» RECORDS FOR PROCESSING:
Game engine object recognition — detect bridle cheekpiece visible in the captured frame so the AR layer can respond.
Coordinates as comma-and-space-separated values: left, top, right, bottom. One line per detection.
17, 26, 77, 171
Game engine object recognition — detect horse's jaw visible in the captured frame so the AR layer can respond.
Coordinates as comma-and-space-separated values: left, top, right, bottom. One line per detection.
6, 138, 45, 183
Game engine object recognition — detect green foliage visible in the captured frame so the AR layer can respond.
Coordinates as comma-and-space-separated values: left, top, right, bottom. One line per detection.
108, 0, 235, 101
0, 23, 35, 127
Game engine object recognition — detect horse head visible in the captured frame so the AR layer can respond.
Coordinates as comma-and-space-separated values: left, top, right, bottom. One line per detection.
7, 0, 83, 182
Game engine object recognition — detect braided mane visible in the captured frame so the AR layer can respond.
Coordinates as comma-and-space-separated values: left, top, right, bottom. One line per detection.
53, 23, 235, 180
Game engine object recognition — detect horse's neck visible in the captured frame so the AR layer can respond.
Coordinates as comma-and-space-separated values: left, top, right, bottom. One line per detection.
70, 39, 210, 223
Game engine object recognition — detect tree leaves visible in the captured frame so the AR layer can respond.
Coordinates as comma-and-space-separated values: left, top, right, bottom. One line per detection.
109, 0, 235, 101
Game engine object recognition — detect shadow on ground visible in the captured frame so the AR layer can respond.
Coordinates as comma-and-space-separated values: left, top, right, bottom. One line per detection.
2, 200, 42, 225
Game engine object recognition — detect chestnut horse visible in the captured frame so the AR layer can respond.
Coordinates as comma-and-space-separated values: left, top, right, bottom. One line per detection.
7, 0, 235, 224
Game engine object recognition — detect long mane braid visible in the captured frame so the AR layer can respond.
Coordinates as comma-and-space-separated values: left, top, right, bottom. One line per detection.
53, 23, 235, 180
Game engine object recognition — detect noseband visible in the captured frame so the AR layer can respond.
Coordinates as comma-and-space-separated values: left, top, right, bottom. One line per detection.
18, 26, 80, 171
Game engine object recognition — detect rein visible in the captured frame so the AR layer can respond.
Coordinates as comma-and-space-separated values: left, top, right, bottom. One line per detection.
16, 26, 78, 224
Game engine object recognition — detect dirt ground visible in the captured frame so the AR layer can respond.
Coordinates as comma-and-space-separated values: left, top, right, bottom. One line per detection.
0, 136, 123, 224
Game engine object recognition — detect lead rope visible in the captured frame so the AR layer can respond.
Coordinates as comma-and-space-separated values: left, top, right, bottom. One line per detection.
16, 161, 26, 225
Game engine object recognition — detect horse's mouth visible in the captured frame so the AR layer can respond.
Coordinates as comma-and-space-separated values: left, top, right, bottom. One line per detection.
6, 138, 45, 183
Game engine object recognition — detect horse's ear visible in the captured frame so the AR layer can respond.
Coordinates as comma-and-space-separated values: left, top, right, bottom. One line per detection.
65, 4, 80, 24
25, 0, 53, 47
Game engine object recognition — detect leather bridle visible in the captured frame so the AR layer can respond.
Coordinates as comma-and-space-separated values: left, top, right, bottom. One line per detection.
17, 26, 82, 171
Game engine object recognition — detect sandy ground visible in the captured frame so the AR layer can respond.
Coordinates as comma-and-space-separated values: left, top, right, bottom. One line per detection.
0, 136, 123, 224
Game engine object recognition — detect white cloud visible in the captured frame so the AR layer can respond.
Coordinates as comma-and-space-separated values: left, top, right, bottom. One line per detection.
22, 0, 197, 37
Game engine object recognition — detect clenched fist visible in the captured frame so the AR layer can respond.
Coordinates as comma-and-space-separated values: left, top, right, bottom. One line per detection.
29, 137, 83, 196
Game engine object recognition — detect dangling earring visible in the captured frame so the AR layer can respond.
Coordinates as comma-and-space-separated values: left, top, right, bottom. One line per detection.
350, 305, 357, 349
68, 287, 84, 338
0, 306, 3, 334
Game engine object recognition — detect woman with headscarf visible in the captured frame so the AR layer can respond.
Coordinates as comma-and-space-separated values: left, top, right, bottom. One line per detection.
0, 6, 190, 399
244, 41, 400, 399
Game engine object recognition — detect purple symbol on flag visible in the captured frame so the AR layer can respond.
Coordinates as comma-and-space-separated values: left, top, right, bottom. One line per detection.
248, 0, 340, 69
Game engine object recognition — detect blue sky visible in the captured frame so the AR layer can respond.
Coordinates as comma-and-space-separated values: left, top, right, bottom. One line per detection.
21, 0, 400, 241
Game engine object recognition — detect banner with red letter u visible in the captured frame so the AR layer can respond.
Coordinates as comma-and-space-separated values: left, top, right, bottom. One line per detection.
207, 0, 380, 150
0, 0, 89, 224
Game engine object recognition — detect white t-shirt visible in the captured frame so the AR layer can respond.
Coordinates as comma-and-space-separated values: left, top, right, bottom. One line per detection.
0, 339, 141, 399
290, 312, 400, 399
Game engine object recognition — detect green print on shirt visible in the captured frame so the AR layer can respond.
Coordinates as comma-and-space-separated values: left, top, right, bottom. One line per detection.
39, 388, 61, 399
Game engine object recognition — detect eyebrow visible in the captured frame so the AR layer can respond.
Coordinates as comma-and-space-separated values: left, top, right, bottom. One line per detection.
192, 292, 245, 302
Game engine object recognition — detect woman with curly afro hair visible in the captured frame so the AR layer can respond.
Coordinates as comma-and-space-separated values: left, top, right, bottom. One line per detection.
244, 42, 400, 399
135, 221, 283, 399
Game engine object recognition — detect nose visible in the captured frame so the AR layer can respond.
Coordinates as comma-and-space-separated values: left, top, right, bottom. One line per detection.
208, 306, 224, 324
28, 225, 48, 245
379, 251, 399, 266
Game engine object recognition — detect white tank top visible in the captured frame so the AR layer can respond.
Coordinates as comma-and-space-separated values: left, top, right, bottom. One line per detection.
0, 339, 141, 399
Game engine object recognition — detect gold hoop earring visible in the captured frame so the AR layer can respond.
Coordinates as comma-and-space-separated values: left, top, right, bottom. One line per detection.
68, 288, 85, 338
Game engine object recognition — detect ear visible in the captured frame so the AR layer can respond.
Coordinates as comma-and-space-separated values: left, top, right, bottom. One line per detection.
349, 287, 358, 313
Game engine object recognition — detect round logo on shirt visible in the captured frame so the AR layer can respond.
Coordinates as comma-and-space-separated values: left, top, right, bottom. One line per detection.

» DIRECTIONS FOR THIS TASK:
Reproduce verbatim every line of the material from the line containing "Game engine object recognition — detect gold" through the final line, including both.

» FINISHED TASK:
Game engine object recognition — detect gold hoop earring visible in the captured frame so the AR layer can respond.
Coordinates as comma-and-space-separated values: left, top, right, bottom. One line per detection.
68, 288, 85, 338
Game engine object recognition — detect ear visible in the captured frame so the AR layer can respond.
Coordinates as comma-and-space-separated values: left, top, right, bottom. One line per detection.
349, 287, 358, 313
Game engine object recognition — detect round logo on shirt visible in the captured frame so the AR layer can respond.
Coordinates as comma-and-space-separated values: left, top, right, bottom. One line per detection.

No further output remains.